• [TASK BRIEF] Only the lines from the line containing "Target: telehandler boom" to the end of the entries should be repeated, exactly as they appear.

• [LISTED RECORDS]
===

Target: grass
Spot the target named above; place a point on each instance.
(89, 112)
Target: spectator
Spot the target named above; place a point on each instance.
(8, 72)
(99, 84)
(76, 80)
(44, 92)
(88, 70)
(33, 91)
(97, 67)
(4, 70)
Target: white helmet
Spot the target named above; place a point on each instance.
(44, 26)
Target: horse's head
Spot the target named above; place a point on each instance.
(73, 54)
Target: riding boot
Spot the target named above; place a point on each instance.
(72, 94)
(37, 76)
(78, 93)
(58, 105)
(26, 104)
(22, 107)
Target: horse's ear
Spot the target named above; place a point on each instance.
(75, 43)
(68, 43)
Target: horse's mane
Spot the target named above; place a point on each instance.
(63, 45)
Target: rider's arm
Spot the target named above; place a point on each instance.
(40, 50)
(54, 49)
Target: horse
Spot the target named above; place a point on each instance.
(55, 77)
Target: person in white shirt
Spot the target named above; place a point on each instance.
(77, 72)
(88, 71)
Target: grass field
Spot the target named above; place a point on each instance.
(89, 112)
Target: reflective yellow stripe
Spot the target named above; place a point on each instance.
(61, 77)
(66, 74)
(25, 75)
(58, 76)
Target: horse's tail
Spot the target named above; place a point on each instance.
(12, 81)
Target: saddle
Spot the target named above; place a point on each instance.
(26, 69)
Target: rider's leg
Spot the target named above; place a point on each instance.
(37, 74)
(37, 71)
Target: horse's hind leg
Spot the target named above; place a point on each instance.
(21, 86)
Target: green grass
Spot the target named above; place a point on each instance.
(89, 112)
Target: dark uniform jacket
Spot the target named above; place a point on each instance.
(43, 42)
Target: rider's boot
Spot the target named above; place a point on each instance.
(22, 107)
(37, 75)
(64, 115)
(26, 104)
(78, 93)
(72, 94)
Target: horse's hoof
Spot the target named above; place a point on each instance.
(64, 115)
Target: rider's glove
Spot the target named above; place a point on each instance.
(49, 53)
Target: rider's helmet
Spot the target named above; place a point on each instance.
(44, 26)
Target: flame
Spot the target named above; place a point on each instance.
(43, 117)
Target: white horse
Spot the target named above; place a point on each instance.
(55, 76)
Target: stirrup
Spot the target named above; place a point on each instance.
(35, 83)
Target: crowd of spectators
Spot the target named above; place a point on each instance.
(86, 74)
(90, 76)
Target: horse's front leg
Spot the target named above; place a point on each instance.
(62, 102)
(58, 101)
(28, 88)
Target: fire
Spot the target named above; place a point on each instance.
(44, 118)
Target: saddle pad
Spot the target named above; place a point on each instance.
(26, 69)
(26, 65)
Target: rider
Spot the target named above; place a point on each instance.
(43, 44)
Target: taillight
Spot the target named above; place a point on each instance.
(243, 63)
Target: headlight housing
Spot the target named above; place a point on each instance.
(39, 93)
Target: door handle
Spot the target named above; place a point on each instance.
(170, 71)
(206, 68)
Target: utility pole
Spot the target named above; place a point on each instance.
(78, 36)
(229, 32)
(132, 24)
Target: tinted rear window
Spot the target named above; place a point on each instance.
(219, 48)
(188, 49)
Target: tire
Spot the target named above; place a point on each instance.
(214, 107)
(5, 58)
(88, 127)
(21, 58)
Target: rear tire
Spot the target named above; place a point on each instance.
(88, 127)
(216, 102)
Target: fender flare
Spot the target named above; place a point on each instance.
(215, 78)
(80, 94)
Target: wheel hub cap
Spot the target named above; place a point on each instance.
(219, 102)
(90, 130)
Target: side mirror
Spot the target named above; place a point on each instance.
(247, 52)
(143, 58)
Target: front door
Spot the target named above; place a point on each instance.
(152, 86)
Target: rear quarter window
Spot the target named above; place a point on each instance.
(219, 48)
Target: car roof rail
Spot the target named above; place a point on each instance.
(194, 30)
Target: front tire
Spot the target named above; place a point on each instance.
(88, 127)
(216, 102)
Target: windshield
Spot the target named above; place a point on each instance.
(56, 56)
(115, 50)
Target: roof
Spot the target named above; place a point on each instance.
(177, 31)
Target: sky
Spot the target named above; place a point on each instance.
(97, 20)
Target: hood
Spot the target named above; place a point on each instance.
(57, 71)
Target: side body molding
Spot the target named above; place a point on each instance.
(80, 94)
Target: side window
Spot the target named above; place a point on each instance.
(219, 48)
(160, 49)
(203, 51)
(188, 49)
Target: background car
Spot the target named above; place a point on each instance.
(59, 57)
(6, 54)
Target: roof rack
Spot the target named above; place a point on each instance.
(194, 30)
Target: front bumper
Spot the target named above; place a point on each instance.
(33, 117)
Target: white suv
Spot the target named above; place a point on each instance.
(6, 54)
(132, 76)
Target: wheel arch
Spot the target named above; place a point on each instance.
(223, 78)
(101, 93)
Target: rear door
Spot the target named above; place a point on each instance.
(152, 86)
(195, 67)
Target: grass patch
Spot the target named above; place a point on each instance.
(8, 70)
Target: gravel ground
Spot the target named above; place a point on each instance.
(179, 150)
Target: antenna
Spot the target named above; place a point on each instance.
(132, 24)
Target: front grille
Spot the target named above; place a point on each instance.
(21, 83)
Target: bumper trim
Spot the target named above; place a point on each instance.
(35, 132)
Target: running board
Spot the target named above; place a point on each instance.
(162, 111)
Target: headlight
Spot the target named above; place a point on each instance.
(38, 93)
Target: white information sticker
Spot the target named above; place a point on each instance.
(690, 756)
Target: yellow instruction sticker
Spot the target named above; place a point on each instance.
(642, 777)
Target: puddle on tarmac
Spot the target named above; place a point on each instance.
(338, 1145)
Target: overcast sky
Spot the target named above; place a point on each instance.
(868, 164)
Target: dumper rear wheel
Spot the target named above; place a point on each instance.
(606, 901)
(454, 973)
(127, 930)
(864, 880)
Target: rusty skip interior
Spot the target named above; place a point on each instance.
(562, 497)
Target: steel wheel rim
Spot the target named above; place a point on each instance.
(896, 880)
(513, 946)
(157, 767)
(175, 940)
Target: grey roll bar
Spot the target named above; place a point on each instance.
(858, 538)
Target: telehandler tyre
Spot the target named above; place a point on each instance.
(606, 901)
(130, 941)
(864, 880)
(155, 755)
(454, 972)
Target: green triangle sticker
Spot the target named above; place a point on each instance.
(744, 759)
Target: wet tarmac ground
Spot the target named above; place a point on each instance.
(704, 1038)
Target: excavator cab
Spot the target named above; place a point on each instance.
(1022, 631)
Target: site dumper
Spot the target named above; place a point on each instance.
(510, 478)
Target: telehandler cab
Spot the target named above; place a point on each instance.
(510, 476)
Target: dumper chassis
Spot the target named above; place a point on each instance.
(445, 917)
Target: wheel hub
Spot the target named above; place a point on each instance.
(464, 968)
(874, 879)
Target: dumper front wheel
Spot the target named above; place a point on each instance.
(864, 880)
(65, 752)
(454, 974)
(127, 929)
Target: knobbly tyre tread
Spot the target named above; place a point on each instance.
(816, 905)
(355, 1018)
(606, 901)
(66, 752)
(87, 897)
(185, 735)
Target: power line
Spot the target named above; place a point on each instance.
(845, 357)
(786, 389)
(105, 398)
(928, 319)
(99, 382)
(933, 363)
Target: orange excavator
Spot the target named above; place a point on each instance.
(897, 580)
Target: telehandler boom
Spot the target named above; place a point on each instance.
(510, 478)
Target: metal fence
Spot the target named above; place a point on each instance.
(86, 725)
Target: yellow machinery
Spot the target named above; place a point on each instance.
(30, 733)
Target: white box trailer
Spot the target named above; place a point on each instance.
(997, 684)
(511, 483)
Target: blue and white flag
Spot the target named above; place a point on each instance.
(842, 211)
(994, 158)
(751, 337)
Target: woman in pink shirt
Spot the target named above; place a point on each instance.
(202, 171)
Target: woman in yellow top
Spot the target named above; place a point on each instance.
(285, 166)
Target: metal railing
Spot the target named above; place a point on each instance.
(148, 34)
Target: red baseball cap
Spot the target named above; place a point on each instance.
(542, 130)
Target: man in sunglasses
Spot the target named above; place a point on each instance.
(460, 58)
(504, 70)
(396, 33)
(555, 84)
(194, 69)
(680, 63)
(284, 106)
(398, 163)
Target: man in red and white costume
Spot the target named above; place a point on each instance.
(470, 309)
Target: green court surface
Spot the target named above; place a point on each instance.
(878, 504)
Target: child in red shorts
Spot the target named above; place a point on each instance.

===

• [RESULT OF THIS EXERCISE]
Target: telehandler boom
Spot the target named above; place a point on each instance.
(510, 478)
Target: metal fence
Spot the target named above; place a point on each instance.
(86, 725)
Target: yellow machinery
Spot the target named above; place a point on each instance.
(30, 733)
Target: white box trailer
Spot the target named above; place a point on each instance.
(997, 684)
(511, 483)
Target: blue and white flag
Spot the target named above; place a point on each instance.
(842, 211)
(994, 158)
(751, 337)
Target: woman in pink shirt
Spot the target named above; place a point on each instance.
(202, 171)
Target: woman in yellow top
Spot the target named above; place a point on each instance.
(285, 166)
Target: metal railing
Spot the target named above; place a point on each instance.
(148, 34)
Target: red baseball cap
Spot the target named above; place a point on each instance.
(542, 130)
Target: man in sunglasses
Spot the target named above; place a point on each instance.
(460, 58)
(504, 70)
(396, 33)
(555, 84)
(194, 69)
(680, 63)
(284, 106)
(398, 163)
Target: man in red and white costume
Spot the target named above; place a point on each instance.
(470, 309)
Target: green court surface
Spot the target named above; place a point on each instance.
(878, 504)
Target: child in red shorts
Spot the target named above; place a point on each instance.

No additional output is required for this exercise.